- [Problems]:
**1.** Echo, word for word, the stretch of the radio blog excerpt from "DL OMs in IOM" through "a great time.".
**2.** Using the radio blog excerpt, answer these questions:
(a) Between which dates is the worldwide D-STAR contest to be held?
(b) Who will act as QSL manager for the German visitors?
(c) Which two men did the writer watch set foot on the moon as a ten-year-old?
**3.** Render this sentence from the radio blog excerpt into Spanish: "I will endeavour to work the ‘DXpedition’ on as many bands as I can."

- [Source extract]:

Tuesday, 7 July 2009

Icomical Repeater Contest

Icom is to hold the very first worldwide D-STAR contest from 25th July 2009 to 31st July 2009. www.icom.co.jp/world/d-contest
10 winners will be selected from all of the participating stations (excluding any disqualified stations) in a draw, and they will receive an IC-80AD or IC-E80D

Good luck to the entrants, but excuse me while I roll around the floor laughing. Whatever next a DXCC award for Echo Link? Worked all repeaters? I love the concept of D-Star; it is cutting edge stuff and the idea that at some time in the future I might be able to maintain contact with home by using D-Star repeaters on route while I drive from one end of the country to the other is appealing, however a contest is just not a suitable thing to have on an Internet linked repeater system. Personally I think the technology behind D-Star might be better utilised as a personal communications system outside of amateur radio and open to all, but the mobile phone companies might get a bit nasty if we tried to push that idea.

DL OMs in IOM IOTA


Firstly may I wish the ten German radio hams who will be on the air from the Isle of Man between July 8th and 13th the best of luck. MD/DK1SG, MD/DG7SF, MD/DH1SBB, MD/DG1SBU, MD/DG3SHD, MD/DG5SBK, MD/DL1SPH, MD/DL8SAD, MD/DC5SAN and MD/DL6SBN will be active on SSB/CW/RTTY and PSK on 160m-10m. I will endeavour to work the ‘DXpedition’ on as many bands as I can. I am sure that they will have a great time.

I have in the past worked other similar excuses to drink lots of beer and play radio, such as the one a few years ago by the Wrexham ARS with good friend Steve MW1STE, once a regular on our late evening two metre Horlicks net. I supported the Furnace ARS on a similar visit and almost every year I try to work FARS member Rob G4RQJ as he actives the five SOTA summits on the Isle of Man, in fact he is there now. Another FARS member and someone I have spent many hours talking to is Martin GD3YUM who will be acting as QSL manager for the German visitors. I therefore have no problem with supporting people who wish to activate EU-116, but I do wonder what the locals think as there is no shortage of amateurs in GD. I also ask if there is really anyone out there who needs GD for DXCC? Still who cares? it is still a good excuse to drink beer, play radio, and have a good time and maybe this is training for something a bit more exotic?

Sunday, 5 July 2009

Lost dreams


As the celebrations are starting to take off for the fortieth anniversary of men landing on the moon and as I approach my fiftieth birthday I wonder if I am alone in thinking my generation has been cheated of our inheritance. What I mean is that as a ten year old watching Neil Armstrong and Buzz Aldrin set foot on the moon I was convinced that we would have been to Mars, had colonies on the moon and had hotels in space by now. We should be driving around in electric hover cars that never need refueling and no-one should need to work as robots do our every bidding. I have to ask myself what went wrong? Maybe if JFK had not been assasinated things would have been different or if NASA had understood the meaning of quality control they would have got more funding and at least some of my expectations would have come true. I wonder will my grandchildren see the future I expected or will it be my grandchildren's grandchildren?

- [Excerpted records]:
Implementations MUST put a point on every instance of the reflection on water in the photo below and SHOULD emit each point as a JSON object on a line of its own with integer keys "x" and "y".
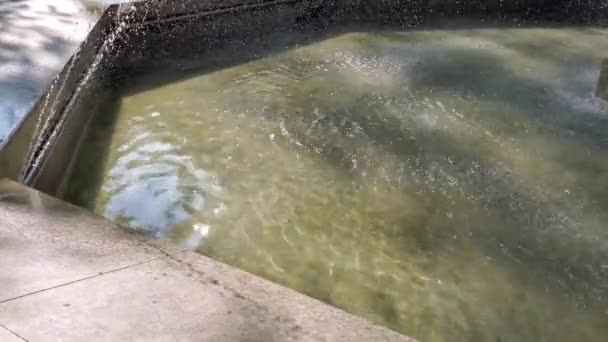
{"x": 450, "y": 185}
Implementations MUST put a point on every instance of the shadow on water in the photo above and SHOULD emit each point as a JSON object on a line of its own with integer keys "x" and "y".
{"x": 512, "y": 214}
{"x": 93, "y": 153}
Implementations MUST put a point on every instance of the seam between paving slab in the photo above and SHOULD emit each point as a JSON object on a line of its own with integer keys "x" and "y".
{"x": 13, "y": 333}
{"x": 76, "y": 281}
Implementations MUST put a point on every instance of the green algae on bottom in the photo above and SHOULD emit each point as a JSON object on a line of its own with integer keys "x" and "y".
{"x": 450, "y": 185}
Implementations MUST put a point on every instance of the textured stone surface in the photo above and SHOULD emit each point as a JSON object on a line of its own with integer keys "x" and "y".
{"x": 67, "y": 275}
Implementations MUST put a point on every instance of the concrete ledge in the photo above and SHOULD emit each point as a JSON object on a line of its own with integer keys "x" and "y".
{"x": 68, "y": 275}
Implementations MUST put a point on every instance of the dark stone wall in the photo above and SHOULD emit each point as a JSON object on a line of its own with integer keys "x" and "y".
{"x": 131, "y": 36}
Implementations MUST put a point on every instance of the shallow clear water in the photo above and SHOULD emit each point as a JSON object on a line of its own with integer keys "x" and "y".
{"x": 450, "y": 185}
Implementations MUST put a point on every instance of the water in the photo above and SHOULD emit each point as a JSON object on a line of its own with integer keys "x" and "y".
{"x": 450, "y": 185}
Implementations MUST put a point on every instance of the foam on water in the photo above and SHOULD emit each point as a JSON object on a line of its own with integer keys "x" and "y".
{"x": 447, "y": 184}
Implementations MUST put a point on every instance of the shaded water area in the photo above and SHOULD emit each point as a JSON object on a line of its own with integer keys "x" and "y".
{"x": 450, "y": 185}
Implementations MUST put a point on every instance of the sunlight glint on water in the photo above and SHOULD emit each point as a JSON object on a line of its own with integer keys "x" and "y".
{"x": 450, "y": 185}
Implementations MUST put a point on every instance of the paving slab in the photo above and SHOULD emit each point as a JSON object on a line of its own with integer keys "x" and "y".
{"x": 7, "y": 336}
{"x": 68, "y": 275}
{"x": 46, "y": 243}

---

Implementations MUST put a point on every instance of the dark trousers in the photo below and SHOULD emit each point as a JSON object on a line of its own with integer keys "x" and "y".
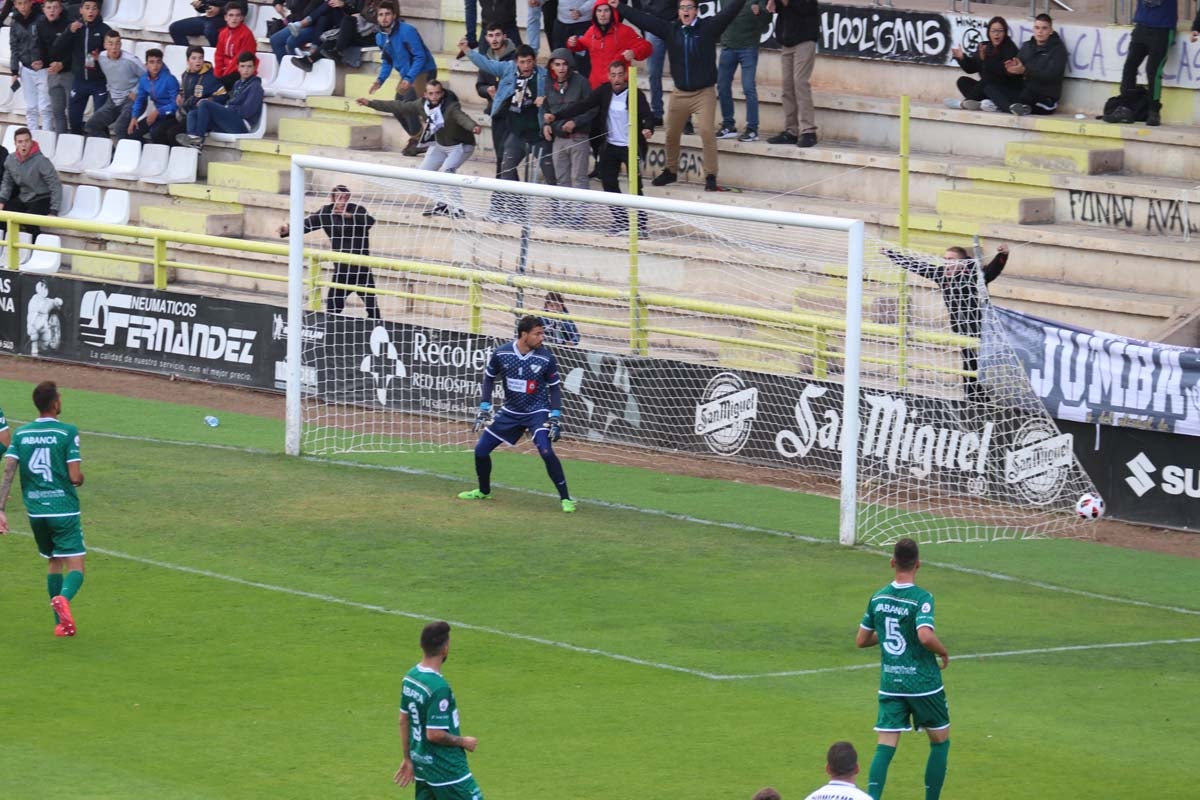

- [Responses by task]:
**1.**
DL OMs in IOM IOTA


Firstly may I wish the ten German radio hams who will be on the air from the Isle of Man between July 8th and 13th the best of luck. MD/DK1SG, MD/DG7SF, MD/DH1SBB, MD/DG1SBU, MD/DG3SHD, MD/DG5SBK, MD/DL1SPH, MD/DL8SAD, MD/DC5SAN and MD/DL6SBN will be active on SSB/CW/RTTY and PSK on 160m-10m. I will endeavour to work the ‘DXpedition’ on as many bands as I can. I am sure that they will have a great time.

**2.**
(a) From 25th July 2009 to 31st July 2009.
(b) Martin GD3YUM.
(c) Neil Armstrong and Buzz Aldrin.

**3.** Me esforzaré por contactar con la ‘DXpedition’ en tantas bandas como pueda.